To do =
Pick out every line of the material below that contains the word "water", and copy each one.

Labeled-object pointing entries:

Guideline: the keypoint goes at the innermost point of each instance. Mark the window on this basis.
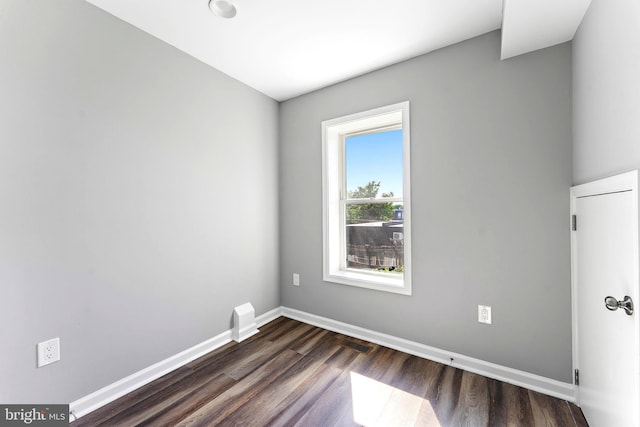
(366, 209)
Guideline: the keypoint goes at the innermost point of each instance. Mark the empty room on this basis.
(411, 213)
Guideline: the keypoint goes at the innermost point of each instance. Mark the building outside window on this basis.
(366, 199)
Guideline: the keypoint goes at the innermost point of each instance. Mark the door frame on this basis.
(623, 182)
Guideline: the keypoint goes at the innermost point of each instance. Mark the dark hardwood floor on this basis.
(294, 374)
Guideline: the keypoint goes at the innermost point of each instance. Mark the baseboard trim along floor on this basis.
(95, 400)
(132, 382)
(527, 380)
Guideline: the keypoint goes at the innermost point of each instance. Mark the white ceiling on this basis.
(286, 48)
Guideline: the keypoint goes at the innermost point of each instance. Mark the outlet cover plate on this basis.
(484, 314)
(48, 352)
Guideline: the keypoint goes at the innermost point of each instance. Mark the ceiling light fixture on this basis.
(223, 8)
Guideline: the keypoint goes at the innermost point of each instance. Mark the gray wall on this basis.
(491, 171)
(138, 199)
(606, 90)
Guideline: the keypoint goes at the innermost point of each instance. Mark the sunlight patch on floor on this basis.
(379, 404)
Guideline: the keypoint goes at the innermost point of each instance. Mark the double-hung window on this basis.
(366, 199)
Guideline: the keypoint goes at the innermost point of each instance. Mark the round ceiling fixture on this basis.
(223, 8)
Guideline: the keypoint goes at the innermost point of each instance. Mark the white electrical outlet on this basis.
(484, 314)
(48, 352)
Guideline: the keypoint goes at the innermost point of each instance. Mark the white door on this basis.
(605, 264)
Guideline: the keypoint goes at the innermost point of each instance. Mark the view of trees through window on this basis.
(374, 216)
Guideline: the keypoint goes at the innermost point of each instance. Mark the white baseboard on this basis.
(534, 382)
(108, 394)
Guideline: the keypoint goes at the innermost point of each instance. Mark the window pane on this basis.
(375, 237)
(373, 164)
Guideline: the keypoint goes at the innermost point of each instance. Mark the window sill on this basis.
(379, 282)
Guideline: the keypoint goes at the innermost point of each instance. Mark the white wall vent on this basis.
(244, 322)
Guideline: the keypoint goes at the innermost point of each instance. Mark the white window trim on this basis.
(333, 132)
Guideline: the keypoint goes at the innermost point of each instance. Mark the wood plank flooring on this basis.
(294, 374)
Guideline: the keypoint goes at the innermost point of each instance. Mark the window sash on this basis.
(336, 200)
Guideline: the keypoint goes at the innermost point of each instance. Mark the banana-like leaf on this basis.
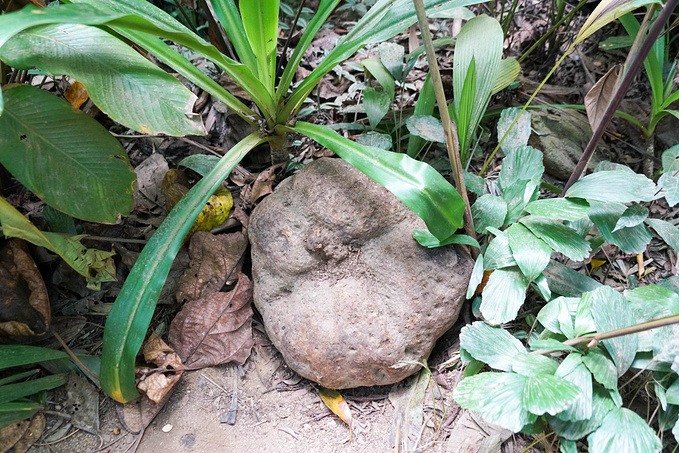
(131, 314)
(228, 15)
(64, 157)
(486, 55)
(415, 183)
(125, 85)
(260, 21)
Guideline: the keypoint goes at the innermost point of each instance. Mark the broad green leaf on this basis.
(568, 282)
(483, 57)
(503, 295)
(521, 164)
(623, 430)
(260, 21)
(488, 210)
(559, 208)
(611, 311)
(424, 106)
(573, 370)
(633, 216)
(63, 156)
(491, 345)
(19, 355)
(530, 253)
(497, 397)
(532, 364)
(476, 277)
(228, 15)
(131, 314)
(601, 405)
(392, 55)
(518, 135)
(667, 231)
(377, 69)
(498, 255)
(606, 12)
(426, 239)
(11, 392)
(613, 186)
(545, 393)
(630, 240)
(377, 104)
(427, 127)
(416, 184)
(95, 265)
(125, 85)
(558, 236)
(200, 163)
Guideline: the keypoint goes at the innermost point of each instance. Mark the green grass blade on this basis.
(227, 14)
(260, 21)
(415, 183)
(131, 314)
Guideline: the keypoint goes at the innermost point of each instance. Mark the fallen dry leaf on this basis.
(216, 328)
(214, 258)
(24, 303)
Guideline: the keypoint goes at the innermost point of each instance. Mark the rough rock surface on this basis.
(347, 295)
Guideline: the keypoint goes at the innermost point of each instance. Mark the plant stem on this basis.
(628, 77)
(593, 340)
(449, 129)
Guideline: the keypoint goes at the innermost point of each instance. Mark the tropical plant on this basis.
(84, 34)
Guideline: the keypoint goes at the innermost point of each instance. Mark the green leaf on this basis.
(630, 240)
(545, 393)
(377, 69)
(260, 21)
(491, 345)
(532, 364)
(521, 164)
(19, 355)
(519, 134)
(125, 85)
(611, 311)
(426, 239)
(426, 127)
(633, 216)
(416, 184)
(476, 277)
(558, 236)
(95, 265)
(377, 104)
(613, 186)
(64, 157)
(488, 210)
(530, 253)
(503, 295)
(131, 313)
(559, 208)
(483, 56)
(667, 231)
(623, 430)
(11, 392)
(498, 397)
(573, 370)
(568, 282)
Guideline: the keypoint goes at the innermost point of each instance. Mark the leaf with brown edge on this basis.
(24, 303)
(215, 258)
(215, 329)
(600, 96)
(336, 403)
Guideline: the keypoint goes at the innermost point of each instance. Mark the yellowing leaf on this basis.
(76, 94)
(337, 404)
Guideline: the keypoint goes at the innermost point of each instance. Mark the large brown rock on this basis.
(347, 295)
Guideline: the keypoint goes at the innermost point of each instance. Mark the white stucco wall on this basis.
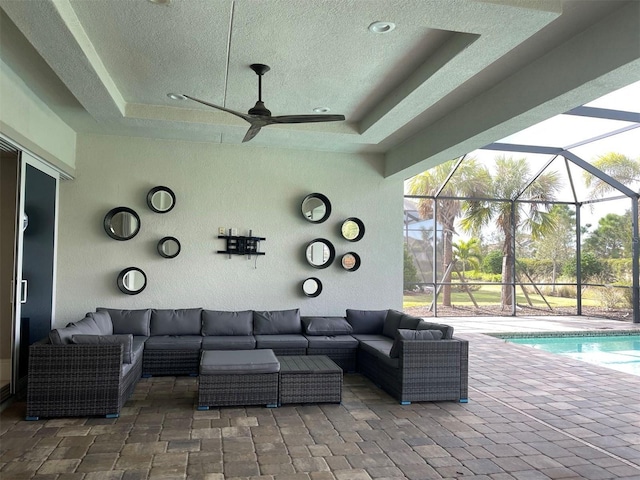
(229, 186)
---
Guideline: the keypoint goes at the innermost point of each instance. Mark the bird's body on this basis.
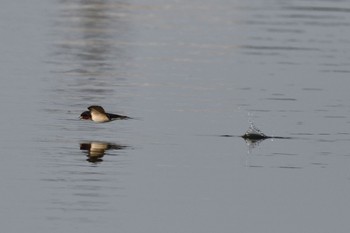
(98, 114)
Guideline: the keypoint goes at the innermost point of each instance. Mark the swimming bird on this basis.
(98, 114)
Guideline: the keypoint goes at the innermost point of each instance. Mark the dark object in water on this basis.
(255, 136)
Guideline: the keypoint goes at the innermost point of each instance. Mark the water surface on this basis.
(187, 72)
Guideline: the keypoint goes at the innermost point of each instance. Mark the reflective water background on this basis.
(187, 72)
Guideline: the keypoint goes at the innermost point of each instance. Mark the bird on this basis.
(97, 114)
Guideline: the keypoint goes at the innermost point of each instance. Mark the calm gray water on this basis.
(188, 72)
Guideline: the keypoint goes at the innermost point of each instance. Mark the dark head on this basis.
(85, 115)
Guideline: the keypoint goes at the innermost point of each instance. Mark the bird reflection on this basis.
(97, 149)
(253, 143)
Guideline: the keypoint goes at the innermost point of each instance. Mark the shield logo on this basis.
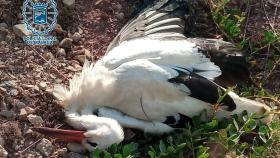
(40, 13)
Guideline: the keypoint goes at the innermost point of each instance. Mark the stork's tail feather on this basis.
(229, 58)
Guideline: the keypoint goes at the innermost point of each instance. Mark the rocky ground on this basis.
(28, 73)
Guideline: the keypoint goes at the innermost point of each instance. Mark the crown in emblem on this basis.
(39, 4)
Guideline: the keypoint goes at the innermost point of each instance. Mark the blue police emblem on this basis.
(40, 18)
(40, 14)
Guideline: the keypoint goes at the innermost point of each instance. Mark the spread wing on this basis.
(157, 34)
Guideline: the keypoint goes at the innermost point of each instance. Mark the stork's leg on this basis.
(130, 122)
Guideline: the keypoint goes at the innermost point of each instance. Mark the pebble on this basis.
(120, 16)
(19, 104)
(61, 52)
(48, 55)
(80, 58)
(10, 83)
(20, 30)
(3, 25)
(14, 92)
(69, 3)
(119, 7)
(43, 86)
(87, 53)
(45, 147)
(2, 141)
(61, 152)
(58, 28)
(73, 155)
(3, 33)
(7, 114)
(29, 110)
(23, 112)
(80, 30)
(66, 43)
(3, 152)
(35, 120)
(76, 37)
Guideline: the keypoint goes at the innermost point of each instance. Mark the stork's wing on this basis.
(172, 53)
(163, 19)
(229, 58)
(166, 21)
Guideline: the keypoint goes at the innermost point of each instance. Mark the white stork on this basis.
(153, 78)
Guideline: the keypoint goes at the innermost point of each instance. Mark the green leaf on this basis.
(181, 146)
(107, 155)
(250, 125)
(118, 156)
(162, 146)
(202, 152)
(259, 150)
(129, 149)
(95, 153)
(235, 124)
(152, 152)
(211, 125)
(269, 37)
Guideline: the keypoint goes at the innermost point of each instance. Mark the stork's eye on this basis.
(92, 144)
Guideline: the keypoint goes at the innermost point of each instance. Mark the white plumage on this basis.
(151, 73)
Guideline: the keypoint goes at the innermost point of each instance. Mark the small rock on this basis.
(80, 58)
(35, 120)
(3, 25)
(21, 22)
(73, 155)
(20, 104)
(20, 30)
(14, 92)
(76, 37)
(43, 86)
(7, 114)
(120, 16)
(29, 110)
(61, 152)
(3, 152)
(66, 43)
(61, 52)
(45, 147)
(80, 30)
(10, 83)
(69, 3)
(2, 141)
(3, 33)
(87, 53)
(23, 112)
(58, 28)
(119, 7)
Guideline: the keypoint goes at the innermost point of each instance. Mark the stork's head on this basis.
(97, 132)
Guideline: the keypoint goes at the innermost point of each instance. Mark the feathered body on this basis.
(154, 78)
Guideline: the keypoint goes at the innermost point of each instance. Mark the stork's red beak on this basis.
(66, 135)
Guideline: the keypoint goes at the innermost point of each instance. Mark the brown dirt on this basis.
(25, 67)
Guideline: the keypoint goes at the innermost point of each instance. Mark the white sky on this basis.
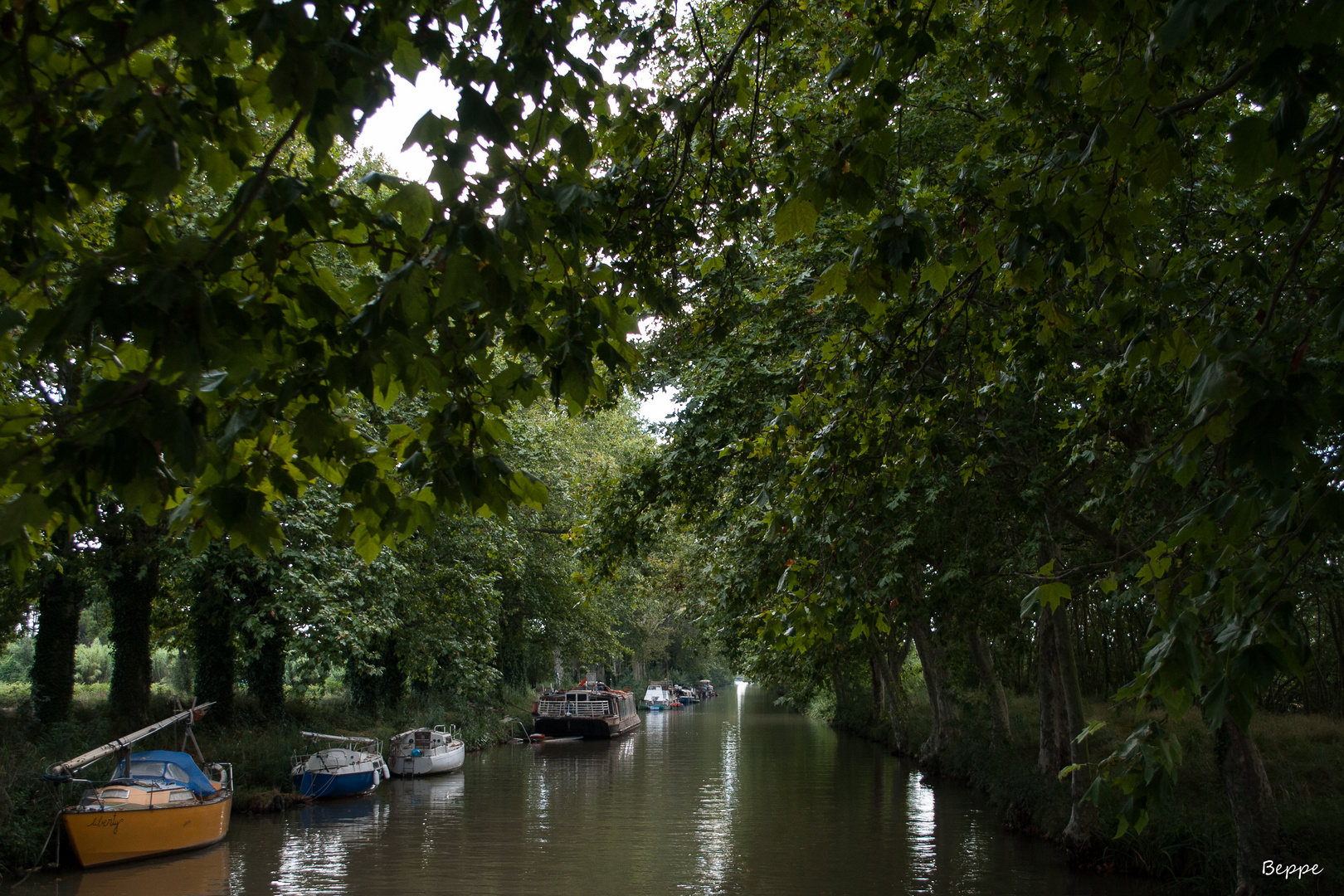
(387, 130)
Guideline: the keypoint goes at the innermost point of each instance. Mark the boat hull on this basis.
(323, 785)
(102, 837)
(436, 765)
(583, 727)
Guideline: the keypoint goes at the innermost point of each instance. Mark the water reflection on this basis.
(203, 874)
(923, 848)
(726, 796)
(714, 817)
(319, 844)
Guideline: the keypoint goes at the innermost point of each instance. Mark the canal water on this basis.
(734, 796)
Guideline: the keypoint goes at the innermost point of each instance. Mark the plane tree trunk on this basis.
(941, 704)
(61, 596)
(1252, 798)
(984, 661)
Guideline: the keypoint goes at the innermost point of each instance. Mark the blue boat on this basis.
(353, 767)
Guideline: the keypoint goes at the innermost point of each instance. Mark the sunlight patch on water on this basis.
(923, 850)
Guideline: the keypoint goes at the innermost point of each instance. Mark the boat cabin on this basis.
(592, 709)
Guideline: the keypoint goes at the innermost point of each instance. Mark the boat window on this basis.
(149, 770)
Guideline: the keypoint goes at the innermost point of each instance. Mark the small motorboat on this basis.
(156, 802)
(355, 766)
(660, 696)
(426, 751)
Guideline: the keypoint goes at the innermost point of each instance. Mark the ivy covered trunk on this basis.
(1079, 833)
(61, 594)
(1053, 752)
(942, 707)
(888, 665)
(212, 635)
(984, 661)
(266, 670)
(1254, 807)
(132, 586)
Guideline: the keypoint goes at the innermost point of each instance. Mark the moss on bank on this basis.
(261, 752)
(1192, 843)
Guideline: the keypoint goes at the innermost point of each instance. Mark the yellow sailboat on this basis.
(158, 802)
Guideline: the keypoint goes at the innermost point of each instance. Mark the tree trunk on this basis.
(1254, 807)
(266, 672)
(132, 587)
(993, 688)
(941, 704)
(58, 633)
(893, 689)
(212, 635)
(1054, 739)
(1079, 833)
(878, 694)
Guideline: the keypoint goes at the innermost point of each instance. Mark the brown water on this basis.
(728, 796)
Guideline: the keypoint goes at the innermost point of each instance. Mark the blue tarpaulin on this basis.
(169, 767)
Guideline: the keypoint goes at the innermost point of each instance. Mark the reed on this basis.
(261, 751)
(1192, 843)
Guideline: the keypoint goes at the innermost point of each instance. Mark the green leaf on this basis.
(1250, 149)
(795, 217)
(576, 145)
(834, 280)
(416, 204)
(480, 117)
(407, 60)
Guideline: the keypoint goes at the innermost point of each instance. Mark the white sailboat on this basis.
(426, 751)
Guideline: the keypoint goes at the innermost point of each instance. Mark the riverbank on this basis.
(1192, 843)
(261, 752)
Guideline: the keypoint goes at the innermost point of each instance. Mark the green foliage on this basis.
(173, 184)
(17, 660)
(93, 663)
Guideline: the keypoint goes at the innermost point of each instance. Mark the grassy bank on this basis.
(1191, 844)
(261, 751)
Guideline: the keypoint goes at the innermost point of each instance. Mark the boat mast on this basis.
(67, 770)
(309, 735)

Written response =
Guideline: the keypoint goes at the innermost point of each instance. Mark the dark object in water on this basis.
Guideline: the keypoint goes at the innermost point of each instance. Mark the water surface on this basis.
Guideline: the keypoint goes at the innermost point of each instance. Mark the reflective water background on this basis.
Guideline: the keypoint goes at the innermost point of each instance. Mark the calm gray water on this basis.
Guideline: the keypoint goes at the innermost point of each instance. Mark the water reflection on this basis.
Guideline: the keypoint goes at the innermost point of each instance. Mark the canal water on this basis.
Guideline: the keypoint goes at the innermost point of each instance. Mark the sunlight patch on water on this basis.
Guideline: the keypoint goes at the innermost point of each instance. Mark the brown water on this basis.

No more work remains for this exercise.